Развинтить, чтобы узнать: рефлексия о методе
В совершенно ином ключе, но тоже обращаясь к тому, что требует взгляда внутрь, зарифмовались две постановки, закрывающие Open Look. Только это взгляд не внутрь личности или на динамику отношений, а изучение устройства формального хореографического метода. Для обоих спектаклей эта тема, скорее, побочная, возникающая помимо воли автора. Тем интереснее наблюдать подобные связи в одной программе и даже в одном вечере.
Речь о спектаклях «Бар.Око» хореографа Лоранда Закара — одной из недавних премьер Театра современного танца «Каннон Данс», который через общих руководителей связан с Open Look, и TUÉ — маленьком номере Марко Геке. Его в качестве юбилейного подарка фестивалю исполнила Лилит Акопян, армянско-немецкая танцовщица и хореограф, которая сотрудничала с Геке в Ганноверском балете.
«Бар.Око», как несложно догадаться по названию, имеет отношение к одному из самых притягательных, цитируемых и влиятельных больших стилей в искусстве — барокко. Закар использовал музыку этого периода: от популярных «Галантных Индий» до нерастиражированных Марена Маре и Луиджи Боккерини. Каждой композиции соответствует маленький с наметками сюжета номер.

########################################

» ЗАДАНИЯ:
1. Перепишите дословно часть текста о спектаклях: начните с места со словами «Развинтить, чтобы узнать: рефлексия» и остановитесь после слов «в одном вечере.».
2. Продолжите текст о спектаклях «Бар.Око» и TUÉ, начав сразу после его последнего предложения.
Следующие строки взяты из другого источника.

» РАЗДЕЛ ДАННЫХ:
########################################

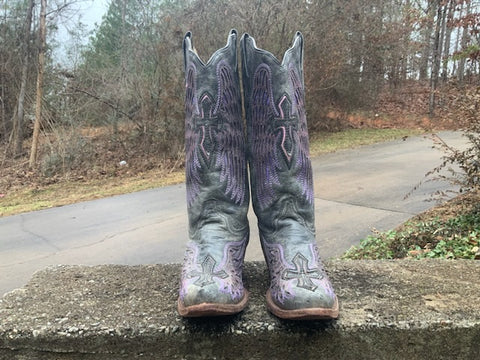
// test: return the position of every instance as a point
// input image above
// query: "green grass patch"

########################################

» ПИСЬМЕННЫЕ ОТВЕТЫ:
1.
Развинтить, чтобы узнать: рефлексия о методе
В совершенно ином ключе, но тоже обращаясь к тому, что требует взгляда внутрь, зарифмовались две постановки, закрывающие Open Look. Только это взгляд не внутрь личности или на динамику отношений, а изучение устройства формального хореографического метода. Для обоих спектаклей эта тема, скорее, побочная, возникающая помимо воли автора. Тем интереснее наблюдать подобные связи в одной программе и даже в одном вечере.

2.
Здесь нет истории, как, например, в легендарном «Парке». Собирают спектакль авторская интонация и стремление иронически, с современной оптикой стилизовать привлекательную игривость, жеманность, галантность барочного искусства. На примере «Бар.Око» можно поразмышлять, о том, что должно остаться от стиля или направления, чтобы отсылка безусловно читалась. Закару хватает музыки, узнаваемой мелодики и специфического телесного апломба. Он не имитирует барочный танец, не пытается играть в реконструкцию, и в то же время в чуть утрированно вьющихся руках, горделивых и слегка изогнутых шее и корпусе, оттянутых, как у фарфоровой пастушки, присогнутых ногах явно узнается S-образный, похожий на прихотливую складку барочный силуэт. Из этого очень органично вырастает современная хореография вроде минутного нижнего брейка. «Бар.Око» показывает, как в сегодняшнее — эмоциональное, эстетическое, танцевальное — может влиться нечто старинное и, с одной стороны, оставить свой след, полный очарования и флера нездешнести, а с другой — превратиться в актуальный язык, на котором можно говорить — или в этом случае двигаться — о любых вещах.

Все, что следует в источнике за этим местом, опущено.